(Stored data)
· · · ·

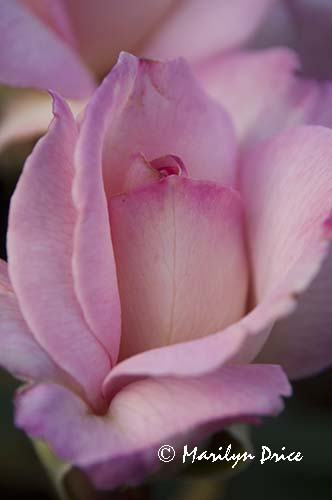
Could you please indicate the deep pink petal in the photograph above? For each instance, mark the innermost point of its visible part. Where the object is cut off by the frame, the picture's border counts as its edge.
(36, 57)
(159, 109)
(122, 446)
(195, 30)
(287, 187)
(40, 246)
(181, 262)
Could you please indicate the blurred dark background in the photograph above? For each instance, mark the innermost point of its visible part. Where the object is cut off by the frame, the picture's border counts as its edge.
(305, 425)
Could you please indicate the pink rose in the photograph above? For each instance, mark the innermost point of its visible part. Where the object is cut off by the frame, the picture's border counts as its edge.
(151, 268)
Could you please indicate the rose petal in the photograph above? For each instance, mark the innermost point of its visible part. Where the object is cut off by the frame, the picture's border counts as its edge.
(27, 116)
(19, 352)
(122, 446)
(287, 185)
(184, 273)
(254, 87)
(36, 57)
(164, 102)
(40, 245)
(195, 30)
(54, 14)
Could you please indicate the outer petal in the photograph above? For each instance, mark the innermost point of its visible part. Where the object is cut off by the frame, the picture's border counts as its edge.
(263, 94)
(195, 30)
(287, 186)
(27, 116)
(302, 343)
(105, 27)
(19, 352)
(184, 274)
(252, 86)
(122, 446)
(40, 246)
(54, 14)
(164, 111)
(36, 57)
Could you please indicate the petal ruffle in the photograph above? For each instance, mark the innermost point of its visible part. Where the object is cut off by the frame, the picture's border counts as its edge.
(20, 354)
(123, 445)
(40, 246)
(287, 188)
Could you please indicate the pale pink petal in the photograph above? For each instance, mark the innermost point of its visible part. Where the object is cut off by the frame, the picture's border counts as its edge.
(54, 14)
(122, 446)
(105, 27)
(263, 93)
(252, 86)
(27, 115)
(162, 111)
(181, 262)
(287, 187)
(195, 29)
(33, 56)
(19, 352)
(302, 343)
(40, 245)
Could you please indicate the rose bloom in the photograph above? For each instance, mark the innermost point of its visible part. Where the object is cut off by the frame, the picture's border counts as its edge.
(157, 276)
(68, 45)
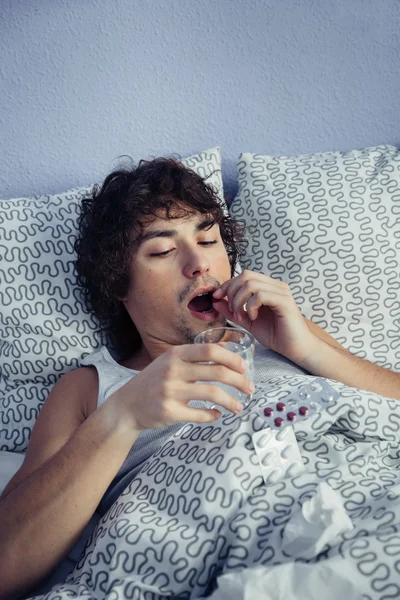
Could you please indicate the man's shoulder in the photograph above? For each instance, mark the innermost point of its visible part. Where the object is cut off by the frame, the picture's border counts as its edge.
(80, 386)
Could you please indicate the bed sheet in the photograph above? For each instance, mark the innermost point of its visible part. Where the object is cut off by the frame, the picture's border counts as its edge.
(199, 509)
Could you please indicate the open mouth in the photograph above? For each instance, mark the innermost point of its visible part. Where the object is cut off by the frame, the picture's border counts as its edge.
(201, 306)
(202, 303)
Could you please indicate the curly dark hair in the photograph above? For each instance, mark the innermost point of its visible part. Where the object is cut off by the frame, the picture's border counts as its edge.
(126, 203)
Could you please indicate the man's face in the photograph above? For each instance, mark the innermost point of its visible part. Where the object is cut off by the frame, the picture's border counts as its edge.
(177, 259)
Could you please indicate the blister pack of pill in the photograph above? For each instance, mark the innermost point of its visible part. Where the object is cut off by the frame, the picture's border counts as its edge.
(300, 404)
(276, 445)
(278, 454)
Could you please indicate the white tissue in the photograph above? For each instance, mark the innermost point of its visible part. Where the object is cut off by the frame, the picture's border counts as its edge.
(326, 580)
(321, 519)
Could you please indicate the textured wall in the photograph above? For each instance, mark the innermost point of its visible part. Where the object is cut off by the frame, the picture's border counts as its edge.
(82, 82)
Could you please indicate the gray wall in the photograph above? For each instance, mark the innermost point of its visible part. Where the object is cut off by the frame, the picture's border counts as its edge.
(85, 81)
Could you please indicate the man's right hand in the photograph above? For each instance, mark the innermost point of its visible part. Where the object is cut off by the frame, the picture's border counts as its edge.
(159, 395)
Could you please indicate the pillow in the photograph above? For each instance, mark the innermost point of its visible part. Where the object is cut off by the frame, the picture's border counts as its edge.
(45, 329)
(328, 224)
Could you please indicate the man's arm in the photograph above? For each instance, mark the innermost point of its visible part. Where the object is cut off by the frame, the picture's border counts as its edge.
(275, 320)
(69, 464)
(331, 360)
(322, 334)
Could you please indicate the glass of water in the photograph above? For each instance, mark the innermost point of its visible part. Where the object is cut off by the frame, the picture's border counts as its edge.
(236, 340)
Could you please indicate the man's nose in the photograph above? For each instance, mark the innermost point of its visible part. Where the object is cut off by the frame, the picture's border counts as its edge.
(196, 263)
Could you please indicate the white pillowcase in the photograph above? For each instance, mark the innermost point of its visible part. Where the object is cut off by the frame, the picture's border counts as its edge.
(329, 225)
(45, 329)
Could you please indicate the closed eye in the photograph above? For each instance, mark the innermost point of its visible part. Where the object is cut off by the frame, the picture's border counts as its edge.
(169, 251)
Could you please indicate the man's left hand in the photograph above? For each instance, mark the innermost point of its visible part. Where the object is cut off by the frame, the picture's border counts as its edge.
(272, 316)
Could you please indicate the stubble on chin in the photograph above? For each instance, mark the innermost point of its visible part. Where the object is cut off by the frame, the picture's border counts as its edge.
(187, 332)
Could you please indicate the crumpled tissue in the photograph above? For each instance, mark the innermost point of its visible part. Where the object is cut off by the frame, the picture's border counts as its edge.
(321, 519)
(326, 580)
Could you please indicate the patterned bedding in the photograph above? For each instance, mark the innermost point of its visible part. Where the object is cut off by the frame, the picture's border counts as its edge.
(200, 508)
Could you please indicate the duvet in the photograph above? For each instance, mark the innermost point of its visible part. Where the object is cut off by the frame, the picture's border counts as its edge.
(200, 509)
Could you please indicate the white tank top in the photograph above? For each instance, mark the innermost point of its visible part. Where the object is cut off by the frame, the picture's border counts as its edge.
(112, 376)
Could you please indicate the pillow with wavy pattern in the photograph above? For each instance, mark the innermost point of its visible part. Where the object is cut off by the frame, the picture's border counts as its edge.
(45, 329)
(328, 224)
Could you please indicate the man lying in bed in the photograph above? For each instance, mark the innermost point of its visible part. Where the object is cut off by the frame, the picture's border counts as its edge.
(151, 240)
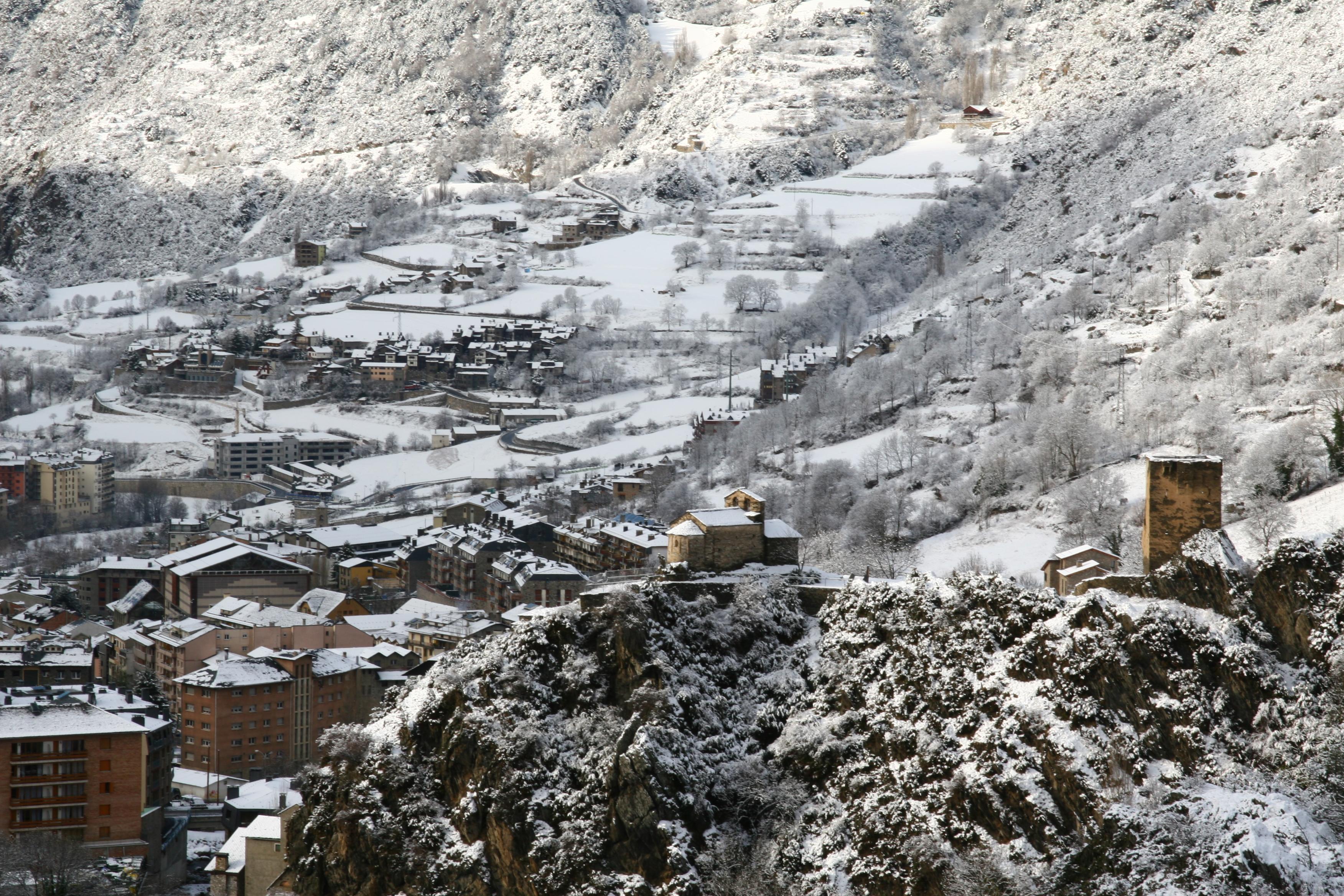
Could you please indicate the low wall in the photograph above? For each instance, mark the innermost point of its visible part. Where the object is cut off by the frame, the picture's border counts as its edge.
(279, 405)
(210, 489)
(390, 262)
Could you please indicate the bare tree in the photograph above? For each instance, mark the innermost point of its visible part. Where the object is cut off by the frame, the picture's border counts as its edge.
(686, 253)
(1269, 520)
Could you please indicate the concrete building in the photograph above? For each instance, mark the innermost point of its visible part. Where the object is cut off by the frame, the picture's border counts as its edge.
(1184, 495)
(731, 537)
(310, 254)
(252, 861)
(74, 769)
(246, 714)
(197, 578)
(114, 578)
(1065, 570)
(51, 663)
(252, 453)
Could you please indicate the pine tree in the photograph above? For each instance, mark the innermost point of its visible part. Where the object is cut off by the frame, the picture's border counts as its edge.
(1335, 442)
(147, 688)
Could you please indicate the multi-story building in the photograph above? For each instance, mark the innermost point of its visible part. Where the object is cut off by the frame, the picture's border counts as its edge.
(74, 769)
(595, 545)
(72, 484)
(131, 651)
(53, 663)
(195, 578)
(463, 555)
(186, 645)
(154, 719)
(114, 578)
(244, 715)
(250, 453)
(525, 578)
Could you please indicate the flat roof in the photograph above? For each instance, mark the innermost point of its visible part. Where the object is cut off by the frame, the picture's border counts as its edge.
(62, 720)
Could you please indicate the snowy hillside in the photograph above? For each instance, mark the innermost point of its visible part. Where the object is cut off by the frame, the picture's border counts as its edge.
(943, 736)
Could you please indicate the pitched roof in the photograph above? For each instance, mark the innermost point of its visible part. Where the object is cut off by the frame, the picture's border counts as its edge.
(722, 516)
(780, 530)
(64, 720)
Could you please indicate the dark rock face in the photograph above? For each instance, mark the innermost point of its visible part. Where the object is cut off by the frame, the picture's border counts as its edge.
(940, 736)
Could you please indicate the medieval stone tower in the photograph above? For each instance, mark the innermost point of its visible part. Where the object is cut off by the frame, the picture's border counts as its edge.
(1184, 495)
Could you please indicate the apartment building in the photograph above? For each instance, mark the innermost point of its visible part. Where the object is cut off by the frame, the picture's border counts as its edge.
(114, 578)
(197, 578)
(244, 715)
(250, 453)
(74, 769)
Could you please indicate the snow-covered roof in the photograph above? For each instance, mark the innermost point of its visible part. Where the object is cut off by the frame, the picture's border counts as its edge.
(780, 530)
(194, 778)
(132, 598)
(320, 602)
(1081, 567)
(182, 632)
(686, 527)
(722, 516)
(264, 796)
(237, 674)
(335, 537)
(62, 720)
(252, 614)
(1082, 548)
(232, 554)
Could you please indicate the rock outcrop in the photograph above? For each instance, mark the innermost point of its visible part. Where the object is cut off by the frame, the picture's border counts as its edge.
(931, 738)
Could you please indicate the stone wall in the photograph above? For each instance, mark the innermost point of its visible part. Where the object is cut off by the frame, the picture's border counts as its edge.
(1184, 496)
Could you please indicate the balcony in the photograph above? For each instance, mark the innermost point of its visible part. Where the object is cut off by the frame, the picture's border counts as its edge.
(15, 781)
(48, 824)
(50, 801)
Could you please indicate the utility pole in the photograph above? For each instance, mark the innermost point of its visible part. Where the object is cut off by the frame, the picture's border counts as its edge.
(730, 378)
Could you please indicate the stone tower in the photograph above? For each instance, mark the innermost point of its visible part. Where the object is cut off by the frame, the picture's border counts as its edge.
(1184, 495)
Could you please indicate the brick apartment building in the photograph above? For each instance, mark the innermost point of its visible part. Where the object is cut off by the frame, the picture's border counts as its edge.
(74, 768)
(252, 453)
(197, 578)
(248, 714)
(114, 578)
(183, 647)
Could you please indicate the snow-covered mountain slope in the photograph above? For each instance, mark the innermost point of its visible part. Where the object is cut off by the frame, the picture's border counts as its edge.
(939, 736)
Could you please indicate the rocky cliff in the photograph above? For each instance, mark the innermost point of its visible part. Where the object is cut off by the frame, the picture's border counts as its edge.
(941, 736)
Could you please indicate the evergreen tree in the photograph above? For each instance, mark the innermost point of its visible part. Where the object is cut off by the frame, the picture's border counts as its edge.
(147, 688)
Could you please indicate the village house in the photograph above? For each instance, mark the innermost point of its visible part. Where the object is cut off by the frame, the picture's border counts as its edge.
(731, 537)
(1065, 570)
(310, 254)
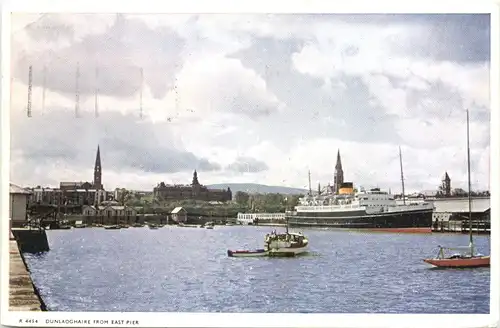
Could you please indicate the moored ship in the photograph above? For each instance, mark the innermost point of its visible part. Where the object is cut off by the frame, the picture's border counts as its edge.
(343, 207)
(373, 209)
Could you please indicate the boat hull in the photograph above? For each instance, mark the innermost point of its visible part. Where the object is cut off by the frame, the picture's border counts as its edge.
(474, 262)
(252, 253)
(419, 221)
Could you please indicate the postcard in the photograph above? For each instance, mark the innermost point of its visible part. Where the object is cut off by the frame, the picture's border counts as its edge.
(290, 165)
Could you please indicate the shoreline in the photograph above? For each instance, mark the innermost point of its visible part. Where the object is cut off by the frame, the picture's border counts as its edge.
(23, 294)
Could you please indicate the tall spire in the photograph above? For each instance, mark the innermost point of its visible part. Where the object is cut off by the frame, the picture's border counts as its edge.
(338, 166)
(195, 179)
(98, 170)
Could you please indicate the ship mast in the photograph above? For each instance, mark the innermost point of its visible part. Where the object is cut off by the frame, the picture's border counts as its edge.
(402, 176)
(470, 200)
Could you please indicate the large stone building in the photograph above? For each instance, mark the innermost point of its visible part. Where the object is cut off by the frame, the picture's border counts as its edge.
(73, 193)
(194, 191)
(18, 200)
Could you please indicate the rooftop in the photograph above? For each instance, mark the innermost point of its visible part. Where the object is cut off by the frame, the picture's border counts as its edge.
(15, 189)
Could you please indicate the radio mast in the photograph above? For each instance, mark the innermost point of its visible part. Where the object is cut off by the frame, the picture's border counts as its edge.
(30, 84)
(77, 91)
(96, 105)
(44, 87)
(140, 93)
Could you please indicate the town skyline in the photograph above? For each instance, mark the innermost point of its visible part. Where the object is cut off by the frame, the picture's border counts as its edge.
(214, 99)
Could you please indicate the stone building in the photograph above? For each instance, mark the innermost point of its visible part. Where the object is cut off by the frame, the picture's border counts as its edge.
(445, 188)
(18, 200)
(194, 191)
(73, 193)
(179, 215)
(109, 214)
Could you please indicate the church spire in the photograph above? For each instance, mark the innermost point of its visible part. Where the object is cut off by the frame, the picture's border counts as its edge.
(98, 170)
(338, 166)
(195, 179)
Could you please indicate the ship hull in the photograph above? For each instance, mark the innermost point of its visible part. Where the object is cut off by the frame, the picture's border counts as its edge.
(419, 221)
(473, 262)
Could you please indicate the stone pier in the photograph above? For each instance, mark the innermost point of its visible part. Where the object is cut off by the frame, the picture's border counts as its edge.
(22, 294)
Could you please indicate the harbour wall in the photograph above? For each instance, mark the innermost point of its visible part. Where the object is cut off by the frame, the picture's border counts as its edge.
(23, 294)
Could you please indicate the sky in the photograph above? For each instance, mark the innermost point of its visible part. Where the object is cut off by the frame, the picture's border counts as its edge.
(251, 98)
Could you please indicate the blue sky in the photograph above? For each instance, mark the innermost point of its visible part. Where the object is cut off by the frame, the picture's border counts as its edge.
(252, 98)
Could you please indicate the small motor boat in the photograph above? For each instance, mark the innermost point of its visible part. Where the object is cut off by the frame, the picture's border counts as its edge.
(247, 253)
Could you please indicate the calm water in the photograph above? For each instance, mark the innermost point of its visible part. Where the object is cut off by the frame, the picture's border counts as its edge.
(187, 269)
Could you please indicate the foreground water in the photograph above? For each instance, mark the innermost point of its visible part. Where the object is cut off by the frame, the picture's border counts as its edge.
(176, 269)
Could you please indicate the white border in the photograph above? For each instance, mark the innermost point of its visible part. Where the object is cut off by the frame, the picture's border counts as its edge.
(259, 6)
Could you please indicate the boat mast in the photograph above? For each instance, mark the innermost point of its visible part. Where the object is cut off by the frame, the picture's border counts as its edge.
(402, 177)
(468, 177)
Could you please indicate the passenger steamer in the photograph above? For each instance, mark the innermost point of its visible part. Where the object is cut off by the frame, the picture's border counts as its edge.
(373, 209)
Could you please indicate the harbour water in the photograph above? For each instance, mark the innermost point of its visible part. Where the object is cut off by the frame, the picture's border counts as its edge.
(175, 269)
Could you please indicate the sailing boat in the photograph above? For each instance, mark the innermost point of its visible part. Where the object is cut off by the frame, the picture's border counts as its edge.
(467, 259)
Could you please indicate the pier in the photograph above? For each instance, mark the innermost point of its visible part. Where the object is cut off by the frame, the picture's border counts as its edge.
(22, 293)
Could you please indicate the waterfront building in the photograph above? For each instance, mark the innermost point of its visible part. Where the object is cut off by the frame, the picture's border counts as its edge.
(18, 202)
(457, 209)
(179, 214)
(73, 193)
(195, 191)
(446, 185)
(109, 214)
(251, 218)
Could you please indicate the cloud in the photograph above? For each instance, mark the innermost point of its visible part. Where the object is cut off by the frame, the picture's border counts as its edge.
(57, 139)
(247, 164)
(252, 98)
(118, 53)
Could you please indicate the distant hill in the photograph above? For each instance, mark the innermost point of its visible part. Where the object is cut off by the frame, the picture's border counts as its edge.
(254, 188)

· · · ·

▸ **Work instructions**: The "Could you please indicate the waterfront" line through the last line above: set these down exactly and add nothing else.

▸ **Task result**:
Could you please indicate the waterfront building in the photograph above? For each instance, mark the innermost point of its visible part. Where the object is cut off by the frame, the picture's border counts as its edge.
(18, 202)
(457, 209)
(179, 214)
(73, 193)
(195, 191)
(446, 185)
(109, 214)
(251, 218)
Could you please indicate the cloud in the photograph above? For each instance, mark the innermost point of its visible part. Where the object is cut off by the frame, the picture's border counts as its edge.
(57, 139)
(247, 164)
(252, 98)
(118, 53)
Could you please indicate the distant hill in the photograph above? For each instance, mark the innermost point of its visible part. Where the object is cut off by the frame, the picture's border counts as its edge.
(254, 188)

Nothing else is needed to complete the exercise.